# Erforderliche Schritte:
a) Fasse im Interview zum Wechsel aus der Unternehmensberatung den Absatz, der mit „Fangen Sie frühzeitig an“ beginnt, als knappe Stichpunktliste zusammen.
b) Setze das Interview zum Wechsel aus der Unternehmensberatung nach seinem letzten Absatz fort.
**** Ausgangstext
Das Inhouse Consulting von großen Firmen wäre doch auch eine naheliegende Lösung, um einen Fuß in die Industrie zu bekommen …
Das ist ein klassischer und auch sinnvoller Weg. Der Vorteil: Das neue Unternehmen lässt sich aus einer geschützten Position gut umfassend kennenlernen. Und es gibt viele Gelegenheiten, sein persönliches Netzwerk aufzubauen, um sich im Unternehmen weiterzuentwickeln. Inhouse-Beratungen suchen aber in der Regel Leute, die weniger als fünf Jahre in der klassischen Unternehmensberatung waren.
Habe ich Nachteile gegenüber Bewerbern, die in dem jeweiligen Betrieb schon länger arbeiten und um die gleiche Stelle konkurrieren?
Ihr Nachteil ist, dass sie das Unternehmen weniger gut kennen. Gleichzeitig haben sie aber einen unverstellteren Blick und besitzen andere Skills. Beispielsweise sind sei meist gut in der Projektarbeit.
Kann ich meinen Ausstieg irgendwie planen oder vorbereiten?
Fangen Sie frühzeitig an, die Job-Suchmaschine anzuwerfen: Sechs bis neun Monate vorher sollten Sie beginnen, externe Kontakte zu knüpfen zu Headhuntern und Unternehmen, aber auch über Freunde und Bekannte. Und Sie sollten sich selber klar werden, was Sie eigentlich wollen im nächsten Job.
Wann ist der ideale Wechselzeitpunkt?
Wenn Sie das Gefühl haben, es sei jetzt an der Zeit dafür. Für mich war das zum Beispiel nach drei Jahren Leben aus dem Koffer. Einschränkend würde ich nur sagen: Vorher ist es noch zu früh. Da haben Sie noch nicht viel von sich zeigen und beweisen können. Ab drei Jahren ist alles erlaubt.
********
**** Angezeigte Zeilen
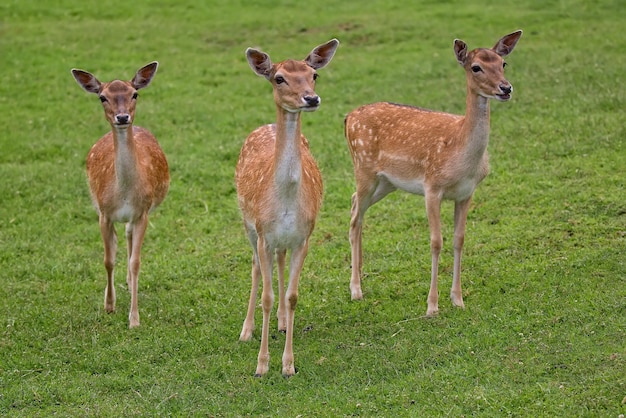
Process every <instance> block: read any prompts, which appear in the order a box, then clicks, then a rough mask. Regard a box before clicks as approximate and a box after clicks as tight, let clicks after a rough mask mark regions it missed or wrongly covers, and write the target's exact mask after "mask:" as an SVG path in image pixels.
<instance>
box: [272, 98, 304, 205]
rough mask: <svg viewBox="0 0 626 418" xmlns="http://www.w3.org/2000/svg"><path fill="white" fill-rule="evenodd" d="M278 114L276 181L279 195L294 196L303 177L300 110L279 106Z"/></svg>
mask: <svg viewBox="0 0 626 418" xmlns="http://www.w3.org/2000/svg"><path fill="white" fill-rule="evenodd" d="M277 114H278V115H277V120H276V149H275V154H274V181H275V183H276V188H277V190H278V192H279V196H281V197H285V198H293V197H294V196H295V194H296V192H297V190H298V188H299V185H300V181H301V178H302V160H301V150H300V142H301V139H300V136H301V132H300V126H301V125H300V112H297V113H291V112H287V111H285V110H283V109H281V108H278V111H277Z"/></svg>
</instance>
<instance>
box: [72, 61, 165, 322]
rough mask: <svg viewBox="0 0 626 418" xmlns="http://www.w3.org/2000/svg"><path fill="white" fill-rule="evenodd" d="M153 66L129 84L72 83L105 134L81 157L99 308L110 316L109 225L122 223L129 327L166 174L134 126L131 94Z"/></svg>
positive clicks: (152, 70)
mask: <svg viewBox="0 0 626 418" xmlns="http://www.w3.org/2000/svg"><path fill="white" fill-rule="evenodd" d="M157 66H158V63H157V62H152V63H150V64H148V65H146V66H145V67H143V68H140V69H139V70H138V71H137V73H136V74H135V77H134V78H133V79H132V80H131V81H121V80H114V81H111V82H109V83H101V82H100V81H98V79H97V78H96V77H94V76H93V75H92V74H91V73H88V72H86V71H82V70H77V69H73V70H72V75H73V76H74V78H75V79H76V81H77V82H78V84H79V85H80V86H81V87H82V88H83V89H85V90H86V91H87V92H89V93H93V94H97V95H98V97H99V99H100V101H101V102H102V106H103V107H104V116H105V118H106V120H107V121H108V122H109V124H110V125H111V131H110V132H108V133H107V134H106V135H104V136H103V137H102V138H100V140H99V141H98V142H96V143H95V145H94V146H93V147H92V148H91V151H89V154H88V155H87V177H88V182H89V189H90V193H91V198H92V201H93V204H94V206H95V207H96V210H97V212H98V215H99V222H100V232H101V234H102V240H103V241H104V266H105V268H106V271H107V286H106V289H105V291H104V308H105V310H106V311H107V312H114V311H115V284H114V281H113V269H114V267H115V255H116V251H117V233H116V231H115V224H114V223H115V222H124V223H126V240H127V244H128V271H127V276H126V282H127V284H128V288H129V290H130V294H131V303H130V313H129V316H128V319H129V327H130V328H134V327H137V326H139V310H138V302H137V288H138V280H139V267H140V264H141V260H140V255H141V245H142V243H143V239H144V235H145V232H146V228H147V226H148V213H150V212H151V211H152V210H153V209H155V208H156V207H157V206H158V205H159V204H160V203H161V202H162V201H163V199H164V198H165V195H166V194H167V191H168V188H169V183H170V175H169V169H168V165H167V159H166V158H165V154H164V153H163V151H162V150H161V147H160V146H159V144H158V143H157V140H156V138H155V137H154V135H152V134H151V133H150V132H149V131H147V130H146V129H143V128H140V127H138V126H134V125H133V123H134V121H135V106H136V104H137V90H139V89H142V88H144V87H146V86H148V84H150V81H151V80H152V77H153V76H154V74H155V73H156V70H157Z"/></svg>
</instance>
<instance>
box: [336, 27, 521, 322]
mask: <svg viewBox="0 0 626 418" xmlns="http://www.w3.org/2000/svg"><path fill="white" fill-rule="evenodd" d="M521 36H522V31H521V30H518V31H516V32H513V33H511V34H509V35H506V36H504V37H502V38H501V39H500V40H499V41H498V42H497V43H496V44H495V46H494V47H493V48H491V49H487V48H477V49H474V50H472V51H468V46H467V44H466V43H465V42H463V41H462V40H459V39H455V40H454V53H455V56H456V59H457V61H458V62H459V64H460V65H461V66H462V67H463V69H464V70H465V78H466V82H467V96H466V110H465V115H464V116H461V115H455V114H450V113H444V112H438V111H432V110H427V109H423V108H418V107H414V106H409V105H402V104H395V103H390V102H378V103H373V104H369V105H364V106H362V107H359V108H357V109H355V110H353V111H352V112H350V113H349V114H348V115H347V116H346V118H345V120H344V132H345V137H346V141H347V143H348V148H349V151H350V155H351V157H352V162H353V165H354V176H355V183H356V191H355V192H354V194H353V195H352V206H351V210H350V215H351V217H350V234H349V239H350V246H351V257H352V258H351V262H352V276H351V278H350V293H351V299H352V300H359V299H362V298H363V292H362V289H361V273H362V265H363V251H362V229H363V218H364V215H365V212H366V211H367V209H368V208H369V207H371V206H372V205H373V204H375V203H376V202H378V201H380V200H381V199H383V198H384V197H385V196H387V195H388V194H389V193H391V192H393V191H395V190H397V189H400V190H402V191H405V192H408V193H411V194H417V195H422V196H424V200H425V204H426V214H427V218H428V225H429V228H430V250H431V263H432V267H431V280H430V290H429V292H428V308H427V311H426V315H427V317H432V316H435V315H437V313H438V311H439V306H438V299H439V294H438V289H437V278H438V265H439V255H440V253H441V249H442V245H443V238H442V234H441V220H440V216H441V203H442V200H444V199H446V200H452V201H454V240H453V249H454V264H453V274H452V287H451V290H450V298H451V300H452V304H453V305H455V306H457V307H461V308H465V304H464V302H463V293H462V290H461V253H462V250H463V243H464V240H465V226H466V221H467V215H468V212H469V209H470V203H471V200H472V196H473V193H474V190H475V189H476V187H477V186H478V184H479V183H480V182H481V181H482V180H483V179H484V178H485V177H486V176H487V173H488V171H489V163H488V153H487V145H488V142H489V115H490V109H489V103H490V100H491V99H495V100H497V101H500V102H506V101H508V100H510V99H511V93H512V91H513V87H512V85H511V83H509V81H507V79H506V78H505V76H504V67H505V65H506V63H505V62H504V57H506V56H507V55H509V54H510V53H511V52H512V51H513V49H514V48H515V45H516V44H517V42H518V40H519V39H520V37H521Z"/></svg>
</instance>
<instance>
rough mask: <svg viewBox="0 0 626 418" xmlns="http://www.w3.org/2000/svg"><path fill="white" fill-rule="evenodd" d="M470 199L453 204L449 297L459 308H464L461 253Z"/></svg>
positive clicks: (464, 236) (468, 210) (466, 199)
mask: <svg viewBox="0 0 626 418" xmlns="http://www.w3.org/2000/svg"><path fill="white" fill-rule="evenodd" d="M471 201H472V198H471V197H470V198H468V199H466V200H463V201H460V202H455V204H454V270H453V273H452V288H451V289H450V299H451V300H452V303H453V304H454V305H455V306H459V307H461V308H465V304H464V303H463V291H462V290H461V253H462V252H463V243H464V242H465V224H466V222H467V213H468V211H469V207H470V203H471Z"/></svg>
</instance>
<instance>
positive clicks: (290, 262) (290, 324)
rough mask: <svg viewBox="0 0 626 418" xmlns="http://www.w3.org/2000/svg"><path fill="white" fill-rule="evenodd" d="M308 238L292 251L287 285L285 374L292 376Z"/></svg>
mask: <svg viewBox="0 0 626 418" xmlns="http://www.w3.org/2000/svg"><path fill="white" fill-rule="evenodd" d="M308 247H309V243H308V239H307V240H306V241H305V242H304V244H303V245H302V247H300V248H296V249H293V250H292V251H291V260H290V262H289V284H288V286H287V294H286V296H287V298H286V299H287V335H286V337H285V350H284V351H283V370H282V373H283V376H285V377H290V376H293V375H294V374H296V368H295V365H294V356H293V326H294V320H295V316H296V305H297V304H298V282H299V281H300V273H301V272H302V266H303V265H304V259H305V258H306V255H307V252H308Z"/></svg>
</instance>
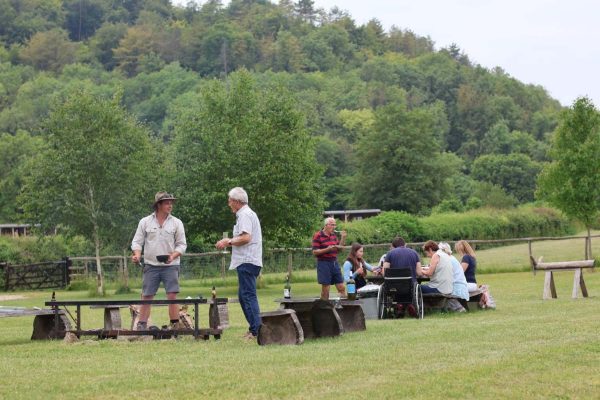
********
# Antworten:
a)
- Früh mit der Jobsuche beginnen
- Sechs bis neun Monate vorher externe Kontakte knüpfen: zu Headhuntern und Unternehmen, auch über Freunde und Bekannte
- Sich selbst klar werden, was man im nächsten Job eigentlich will

b)
Stimmt es eigentlich, dass mittelständische Unternehmen weniger beraterfreundlich gesinnt sind?
Das ist sicherlich richtig. Mittelständler haben da viele Berührungsängste. Allerdings nehmen diese zunehmend ab. Und auch im Mittelstand gibt es ja relativ große Betriebe: Ein Unternehmen mit 5.000 Mitarbeitern besitzt oftmals schon recht komplexe Strukturen mit Business Development, Corporate Strategy und anderen Abteilungen, die für Berater interessant sein können.
Habe ich mehr Chancen bei mittelständischen Unternehmen, wenn ich auch in einer mittelständischen Beratung war?
Zweifellos. Denn kleinere Beratungen haben oftmals eine andere Klientenstruktur als die Top 5: Wenn Sie vorher in einer kleineren Unternehmensberatung waren, hatten Sie möglicherweise auch mehr mit mittelständischen Kunden Kontakt.